→ **About this task**: Run through the data and copy out every line that mentions the word "rock".

→ **Records supplied**:
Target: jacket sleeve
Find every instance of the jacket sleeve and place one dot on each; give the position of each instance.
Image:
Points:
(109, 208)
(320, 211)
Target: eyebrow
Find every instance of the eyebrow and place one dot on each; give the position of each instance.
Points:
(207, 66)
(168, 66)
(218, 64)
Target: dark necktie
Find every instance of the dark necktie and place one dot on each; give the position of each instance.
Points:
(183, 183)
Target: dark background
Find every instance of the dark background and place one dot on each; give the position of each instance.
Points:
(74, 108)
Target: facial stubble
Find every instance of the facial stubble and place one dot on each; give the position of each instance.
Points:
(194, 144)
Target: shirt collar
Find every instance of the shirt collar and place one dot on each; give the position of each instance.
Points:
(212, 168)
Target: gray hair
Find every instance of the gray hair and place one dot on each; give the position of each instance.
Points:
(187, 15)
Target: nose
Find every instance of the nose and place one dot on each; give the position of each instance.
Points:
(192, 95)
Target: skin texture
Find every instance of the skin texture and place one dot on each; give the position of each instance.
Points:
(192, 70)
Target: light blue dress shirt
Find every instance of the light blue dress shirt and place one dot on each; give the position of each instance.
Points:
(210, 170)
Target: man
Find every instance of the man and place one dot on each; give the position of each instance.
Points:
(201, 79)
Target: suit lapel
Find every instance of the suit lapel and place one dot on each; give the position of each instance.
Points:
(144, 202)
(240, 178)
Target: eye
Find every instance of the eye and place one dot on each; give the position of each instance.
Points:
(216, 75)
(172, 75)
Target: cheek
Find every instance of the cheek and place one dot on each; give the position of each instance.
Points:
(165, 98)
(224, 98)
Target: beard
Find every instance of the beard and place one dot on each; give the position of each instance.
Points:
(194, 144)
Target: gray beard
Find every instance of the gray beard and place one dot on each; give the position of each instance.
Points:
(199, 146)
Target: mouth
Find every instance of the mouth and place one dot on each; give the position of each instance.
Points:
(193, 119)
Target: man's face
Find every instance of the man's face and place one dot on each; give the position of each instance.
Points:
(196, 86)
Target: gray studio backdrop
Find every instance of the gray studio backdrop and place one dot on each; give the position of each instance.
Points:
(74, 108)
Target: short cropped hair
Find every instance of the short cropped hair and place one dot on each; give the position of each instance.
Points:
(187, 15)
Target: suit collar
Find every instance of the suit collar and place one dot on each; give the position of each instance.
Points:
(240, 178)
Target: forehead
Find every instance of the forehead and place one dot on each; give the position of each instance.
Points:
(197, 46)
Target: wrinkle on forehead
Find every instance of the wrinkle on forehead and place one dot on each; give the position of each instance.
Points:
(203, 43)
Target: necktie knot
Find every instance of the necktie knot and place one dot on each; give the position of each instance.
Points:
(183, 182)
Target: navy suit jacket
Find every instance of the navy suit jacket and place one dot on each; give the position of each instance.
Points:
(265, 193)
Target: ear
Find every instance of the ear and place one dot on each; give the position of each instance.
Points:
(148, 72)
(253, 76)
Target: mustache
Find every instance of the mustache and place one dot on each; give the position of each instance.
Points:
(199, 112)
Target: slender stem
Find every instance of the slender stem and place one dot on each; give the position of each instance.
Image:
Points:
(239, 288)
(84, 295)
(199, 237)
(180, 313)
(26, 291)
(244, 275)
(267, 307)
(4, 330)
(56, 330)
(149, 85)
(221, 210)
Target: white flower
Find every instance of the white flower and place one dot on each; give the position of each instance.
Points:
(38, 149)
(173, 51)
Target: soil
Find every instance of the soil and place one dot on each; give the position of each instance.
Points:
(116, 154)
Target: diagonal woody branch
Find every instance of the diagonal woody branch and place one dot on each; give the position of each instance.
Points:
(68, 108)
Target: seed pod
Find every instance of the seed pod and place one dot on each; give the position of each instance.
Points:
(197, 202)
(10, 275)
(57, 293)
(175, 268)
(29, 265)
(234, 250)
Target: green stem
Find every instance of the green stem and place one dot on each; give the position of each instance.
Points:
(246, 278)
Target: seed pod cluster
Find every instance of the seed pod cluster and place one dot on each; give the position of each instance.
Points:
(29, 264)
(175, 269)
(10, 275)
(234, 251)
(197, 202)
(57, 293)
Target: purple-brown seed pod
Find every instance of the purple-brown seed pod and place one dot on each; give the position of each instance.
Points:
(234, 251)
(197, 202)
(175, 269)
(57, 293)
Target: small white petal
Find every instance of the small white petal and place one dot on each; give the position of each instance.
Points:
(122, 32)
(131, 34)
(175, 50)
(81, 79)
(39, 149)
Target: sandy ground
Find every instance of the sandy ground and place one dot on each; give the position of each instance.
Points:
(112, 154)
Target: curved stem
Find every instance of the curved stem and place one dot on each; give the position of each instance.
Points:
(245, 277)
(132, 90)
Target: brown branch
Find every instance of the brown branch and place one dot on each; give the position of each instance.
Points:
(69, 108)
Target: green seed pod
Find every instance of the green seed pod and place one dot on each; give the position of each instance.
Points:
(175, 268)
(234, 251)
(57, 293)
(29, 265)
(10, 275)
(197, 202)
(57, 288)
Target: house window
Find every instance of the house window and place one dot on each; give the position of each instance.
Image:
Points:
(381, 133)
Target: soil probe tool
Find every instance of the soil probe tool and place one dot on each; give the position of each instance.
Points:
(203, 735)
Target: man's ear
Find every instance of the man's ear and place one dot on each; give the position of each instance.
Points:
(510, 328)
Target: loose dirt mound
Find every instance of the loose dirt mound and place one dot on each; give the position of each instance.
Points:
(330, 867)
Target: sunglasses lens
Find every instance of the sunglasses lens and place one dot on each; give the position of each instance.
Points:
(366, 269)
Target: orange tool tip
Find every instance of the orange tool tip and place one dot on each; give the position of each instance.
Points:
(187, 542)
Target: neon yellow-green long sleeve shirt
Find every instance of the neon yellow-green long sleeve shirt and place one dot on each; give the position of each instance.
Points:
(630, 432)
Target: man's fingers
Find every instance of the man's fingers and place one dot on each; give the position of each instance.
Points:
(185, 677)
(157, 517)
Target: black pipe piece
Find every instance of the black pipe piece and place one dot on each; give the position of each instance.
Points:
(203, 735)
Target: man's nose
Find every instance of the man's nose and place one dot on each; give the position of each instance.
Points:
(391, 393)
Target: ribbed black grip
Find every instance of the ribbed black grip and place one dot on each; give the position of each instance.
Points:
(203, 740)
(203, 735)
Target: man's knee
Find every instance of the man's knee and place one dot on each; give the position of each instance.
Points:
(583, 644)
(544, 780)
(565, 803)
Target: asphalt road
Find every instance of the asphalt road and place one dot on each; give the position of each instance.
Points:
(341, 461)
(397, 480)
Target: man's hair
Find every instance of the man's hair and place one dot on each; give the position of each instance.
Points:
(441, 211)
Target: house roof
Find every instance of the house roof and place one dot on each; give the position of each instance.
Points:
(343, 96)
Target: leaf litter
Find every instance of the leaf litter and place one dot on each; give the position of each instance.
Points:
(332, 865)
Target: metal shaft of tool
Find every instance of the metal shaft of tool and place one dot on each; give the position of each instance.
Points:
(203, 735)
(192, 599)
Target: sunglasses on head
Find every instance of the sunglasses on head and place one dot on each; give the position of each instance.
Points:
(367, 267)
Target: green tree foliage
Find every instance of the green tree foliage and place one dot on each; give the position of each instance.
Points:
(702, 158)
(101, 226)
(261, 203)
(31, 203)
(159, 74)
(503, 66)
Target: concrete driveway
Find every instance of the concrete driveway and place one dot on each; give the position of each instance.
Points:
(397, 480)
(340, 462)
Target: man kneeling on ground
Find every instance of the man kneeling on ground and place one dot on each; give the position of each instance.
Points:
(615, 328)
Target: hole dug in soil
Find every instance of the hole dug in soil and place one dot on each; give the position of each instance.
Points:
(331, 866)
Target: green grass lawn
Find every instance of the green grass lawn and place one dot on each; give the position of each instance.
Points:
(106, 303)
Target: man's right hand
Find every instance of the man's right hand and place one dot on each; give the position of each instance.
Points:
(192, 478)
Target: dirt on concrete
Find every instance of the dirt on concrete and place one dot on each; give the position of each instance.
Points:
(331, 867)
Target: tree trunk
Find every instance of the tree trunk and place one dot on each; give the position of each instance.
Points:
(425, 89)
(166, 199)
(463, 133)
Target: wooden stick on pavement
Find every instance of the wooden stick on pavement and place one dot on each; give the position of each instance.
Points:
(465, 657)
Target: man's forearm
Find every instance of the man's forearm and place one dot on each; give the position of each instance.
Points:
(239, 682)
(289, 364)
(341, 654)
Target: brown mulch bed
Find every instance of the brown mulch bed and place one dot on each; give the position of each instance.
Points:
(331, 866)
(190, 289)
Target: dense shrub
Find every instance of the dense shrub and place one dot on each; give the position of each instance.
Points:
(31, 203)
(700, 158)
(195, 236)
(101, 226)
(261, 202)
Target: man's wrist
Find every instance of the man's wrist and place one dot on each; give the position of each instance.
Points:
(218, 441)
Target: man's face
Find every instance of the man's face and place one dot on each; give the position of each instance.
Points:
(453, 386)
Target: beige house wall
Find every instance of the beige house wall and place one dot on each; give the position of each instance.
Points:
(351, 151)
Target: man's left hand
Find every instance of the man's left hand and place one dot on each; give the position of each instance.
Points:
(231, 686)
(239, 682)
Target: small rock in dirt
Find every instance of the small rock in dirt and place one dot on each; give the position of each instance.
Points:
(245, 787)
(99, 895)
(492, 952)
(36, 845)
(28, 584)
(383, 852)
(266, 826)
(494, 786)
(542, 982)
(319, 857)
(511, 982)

→ **Result**:
Target: small rock in dirt
Find every instance of the small rock in dirt and place one dot on each; give the position of each instance.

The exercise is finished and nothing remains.